#### [Problem requirements]
Copy exactly the line containing "of the pickup" and all the lines that follow it to the end of the records, minus the pictures.

BEGIN

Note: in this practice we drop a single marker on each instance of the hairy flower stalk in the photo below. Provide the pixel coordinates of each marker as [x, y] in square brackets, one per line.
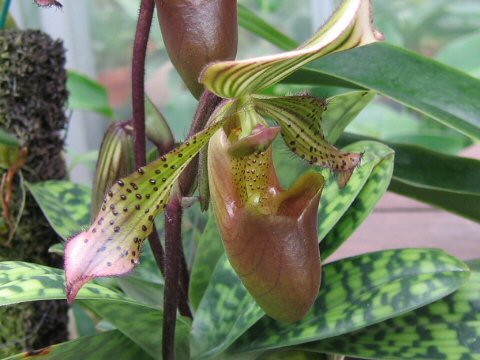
[270, 234]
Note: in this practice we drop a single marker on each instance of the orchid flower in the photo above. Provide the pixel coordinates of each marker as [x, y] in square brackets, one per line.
[269, 234]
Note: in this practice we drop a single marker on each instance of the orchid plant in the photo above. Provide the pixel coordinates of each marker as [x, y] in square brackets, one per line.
[258, 287]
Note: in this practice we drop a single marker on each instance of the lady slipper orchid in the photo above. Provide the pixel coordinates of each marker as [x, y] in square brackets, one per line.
[270, 235]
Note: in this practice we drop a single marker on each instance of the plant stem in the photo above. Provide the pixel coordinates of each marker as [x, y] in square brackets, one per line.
[4, 14]
[173, 248]
[138, 106]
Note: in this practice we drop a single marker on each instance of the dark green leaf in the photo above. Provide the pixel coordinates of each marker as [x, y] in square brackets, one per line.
[446, 181]
[365, 201]
[87, 94]
[226, 311]
[250, 21]
[66, 205]
[446, 329]
[210, 249]
[143, 325]
[364, 290]
[104, 346]
[420, 83]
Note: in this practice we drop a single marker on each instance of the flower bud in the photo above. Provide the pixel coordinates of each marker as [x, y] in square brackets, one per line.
[116, 159]
[196, 33]
[270, 235]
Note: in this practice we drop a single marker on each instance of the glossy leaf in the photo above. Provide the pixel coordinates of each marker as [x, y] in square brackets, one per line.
[250, 21]
[226, 311]
[301, 121]
[365, 201]
[361, 291]
[411, 79]
[449, 182]
[112, 244]
[447, 329]
[341, 110]
[66, 205]
[87, 94]
[104, 346]
[209, 251]
[349, 27]
[21, 282]
[141, 324]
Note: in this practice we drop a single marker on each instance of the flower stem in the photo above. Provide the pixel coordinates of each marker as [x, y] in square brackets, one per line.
[173, 249]
[138, 106]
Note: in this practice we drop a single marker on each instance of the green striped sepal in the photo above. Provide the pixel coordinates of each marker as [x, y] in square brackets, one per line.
[111, 246]
[349, 27]
[446, 329]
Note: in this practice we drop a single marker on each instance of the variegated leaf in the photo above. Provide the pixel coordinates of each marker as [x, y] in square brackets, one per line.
[112, 245]
[349, 27]
[66, 205]
[301, 121]
[361, 291]
[226, 311]
[446, 329]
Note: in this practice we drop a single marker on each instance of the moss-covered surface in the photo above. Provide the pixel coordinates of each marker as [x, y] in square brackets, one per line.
[33, 97]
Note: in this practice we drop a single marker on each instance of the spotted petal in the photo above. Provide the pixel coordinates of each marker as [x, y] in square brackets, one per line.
[351, 26]
[111, 246]
[300, 118]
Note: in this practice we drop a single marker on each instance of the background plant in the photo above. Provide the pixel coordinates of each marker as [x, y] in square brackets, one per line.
[408, 279]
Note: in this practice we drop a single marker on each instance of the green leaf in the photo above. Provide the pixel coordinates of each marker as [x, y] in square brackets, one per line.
[209, 251]
[66, 205]
[341, 110]
[361, 291]
[349, 27]
[411, 79]
[87, 94]
[143, 325]
[446, 329]
[446, 181]
[226, 311]
[250, 21]
[365, 201]
[104, 346]
[21, 282]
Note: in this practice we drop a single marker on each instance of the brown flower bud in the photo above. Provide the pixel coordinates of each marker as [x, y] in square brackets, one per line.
[197, 32]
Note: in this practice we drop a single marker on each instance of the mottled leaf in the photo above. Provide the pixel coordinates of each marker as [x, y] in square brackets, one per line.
[252, 22]
[66, 205]
[446, 329]
[226, 311]
[349, 27]
[142, 324]
[112, 245]
[365, 201]
[341, 110]
[87, 94]
[301, 121]
[21, 282]
[209, 251]
[361, 291]
[104, 346]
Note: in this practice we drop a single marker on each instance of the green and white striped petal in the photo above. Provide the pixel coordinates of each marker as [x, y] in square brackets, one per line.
[112, 245]
[351, 26]
[300, 118]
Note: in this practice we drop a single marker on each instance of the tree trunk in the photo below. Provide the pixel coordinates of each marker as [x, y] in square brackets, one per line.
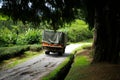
[107, 35]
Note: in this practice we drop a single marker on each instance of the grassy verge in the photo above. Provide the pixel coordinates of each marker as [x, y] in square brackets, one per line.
[81, 62]
[17, 60]
[18, 54]
[57, 72]
[10, 52]
[52, 75]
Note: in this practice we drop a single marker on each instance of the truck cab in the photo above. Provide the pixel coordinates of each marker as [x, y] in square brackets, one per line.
[54, 41]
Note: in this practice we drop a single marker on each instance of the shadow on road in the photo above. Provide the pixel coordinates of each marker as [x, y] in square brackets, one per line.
[57, 55]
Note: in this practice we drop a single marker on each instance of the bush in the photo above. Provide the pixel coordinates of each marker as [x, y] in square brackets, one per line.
[7, 37]
[32, 36]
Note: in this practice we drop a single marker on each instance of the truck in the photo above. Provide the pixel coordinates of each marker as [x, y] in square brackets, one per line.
[54, 41]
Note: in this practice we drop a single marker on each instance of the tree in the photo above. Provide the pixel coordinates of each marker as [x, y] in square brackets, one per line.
[102, 15]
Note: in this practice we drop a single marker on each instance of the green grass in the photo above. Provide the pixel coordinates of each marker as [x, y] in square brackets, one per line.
[82, 60]
[55, 72]
[80, 63]
[17, 60]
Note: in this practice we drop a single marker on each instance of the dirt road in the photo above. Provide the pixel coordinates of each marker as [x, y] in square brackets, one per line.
[37, 67]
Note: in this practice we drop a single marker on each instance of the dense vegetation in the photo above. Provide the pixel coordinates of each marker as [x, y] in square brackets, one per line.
[19, 34]
[15, 36]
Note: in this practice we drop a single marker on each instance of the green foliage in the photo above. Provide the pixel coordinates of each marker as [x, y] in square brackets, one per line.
[31, 36]
[7, 37]
[9, 52]
[78, 31]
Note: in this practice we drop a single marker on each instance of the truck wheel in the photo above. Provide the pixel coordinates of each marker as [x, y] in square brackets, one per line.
[47, 52]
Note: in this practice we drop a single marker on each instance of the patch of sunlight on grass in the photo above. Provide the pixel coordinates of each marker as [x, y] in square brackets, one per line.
[79, 64]
[17, 60]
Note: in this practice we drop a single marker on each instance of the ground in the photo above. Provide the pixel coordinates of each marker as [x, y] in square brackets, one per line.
[99, 71]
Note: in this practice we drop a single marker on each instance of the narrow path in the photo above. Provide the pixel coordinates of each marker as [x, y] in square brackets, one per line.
[37, 67]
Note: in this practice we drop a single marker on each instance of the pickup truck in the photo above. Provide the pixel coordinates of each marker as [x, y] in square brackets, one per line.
[54, 41]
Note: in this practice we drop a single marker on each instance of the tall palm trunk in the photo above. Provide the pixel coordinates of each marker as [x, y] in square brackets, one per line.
[107, 35]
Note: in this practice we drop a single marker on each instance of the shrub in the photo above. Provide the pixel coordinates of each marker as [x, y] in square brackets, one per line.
[7, 37]
[31, 36]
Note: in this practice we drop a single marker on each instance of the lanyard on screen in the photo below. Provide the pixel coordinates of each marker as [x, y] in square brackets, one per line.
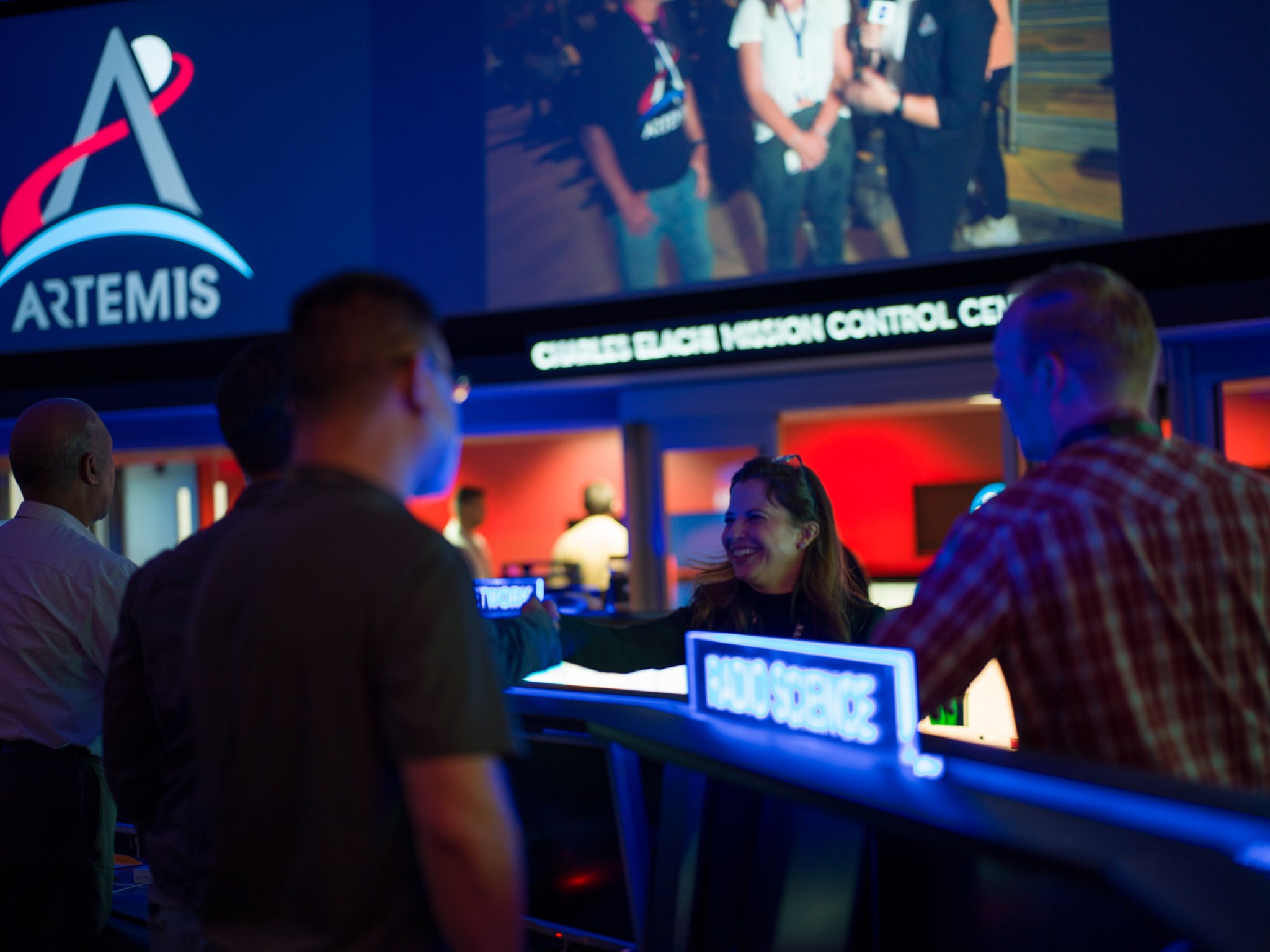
[658, 45]
[798, 33]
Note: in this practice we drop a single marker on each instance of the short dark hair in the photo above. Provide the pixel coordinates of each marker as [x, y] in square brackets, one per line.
[252, 406]
[347, 332]
[598, 498]
[469, 494]
[1095, 320]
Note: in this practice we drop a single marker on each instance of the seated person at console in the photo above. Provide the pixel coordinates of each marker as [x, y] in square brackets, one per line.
[784, 577]
[1124, 585]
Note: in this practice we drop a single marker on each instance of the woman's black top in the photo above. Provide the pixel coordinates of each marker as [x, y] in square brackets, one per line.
[660, 644]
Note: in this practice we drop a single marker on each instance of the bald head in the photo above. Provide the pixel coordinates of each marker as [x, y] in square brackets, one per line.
[60, 453]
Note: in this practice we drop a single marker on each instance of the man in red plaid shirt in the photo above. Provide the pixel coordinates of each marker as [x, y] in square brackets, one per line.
[1124, 585]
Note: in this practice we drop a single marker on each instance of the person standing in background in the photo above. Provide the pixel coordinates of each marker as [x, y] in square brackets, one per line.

END

#### [Response area]
Note: in this practice we drop a single marker on each instance of the pickup truck in the photo above. Provide the pixel coordinates of each marker as [x, y] in square brackets, one per line.
[54, 41]
Note: in this practice we drop a single marker on each instance of the tall palm trunk in the photo above. Provide the pixel coordinates of each marker as [x, y] in square brackets, one per line.
[107, 35]
Note: in this practice we drop a single marker on each instance of the shrub in the photo above. Provide the pixel coordinates of each marker as [x, y] in square brackets, one per line.
[7, 37]
[31, 36]
Note: in this practice we drop a single marker on each instance of the lanyard on screen in the photo below. Provide the pixel coordinates of each marker as [x, y] in square brackets, one per line.
[658, 45]
[798, 33]
Note: in this practice we drop a single marker on each instance of the short dark hair in the photo above. Provide the pixel coordinates of each marker as [x, y] in square brackets, one per line.
[252, 406]
[347, 332]
[598, 498]
[469, 494]
[1095, 320]
Note: in this practice we drop a single marker on each instance of the seated person at console in the photo above. Provide the pixel coordinates of each marker as [x, y] in square brackets, one per line.
[784, 577]
[1124, 585]
Note: in this practice we drop a single marker on each instance of the woman's black top in the photo above. Provide the pixel coordinates of each marker as [x, y] in square brackets, one per line.
[660, 644]
Note: in this practice we drop a single marker on each instance of the bald head in the photo above. Provide the pixel coordinates of each marker as [x, y] in square brackets, one per line.
[60, 453]
Note: in this practice we drop a single marker on each instance of the man in red plaid shirt in the photo above. Provide the pixel coordinates of each marker as [x, y] in square brackets, one per line.
[1124, 585]
Note: in this practice we drop a single marker on each instance of the person standing in background in the photo above. Provide the pixel coordinates of each marker as [x, y] in square brackets, one per line.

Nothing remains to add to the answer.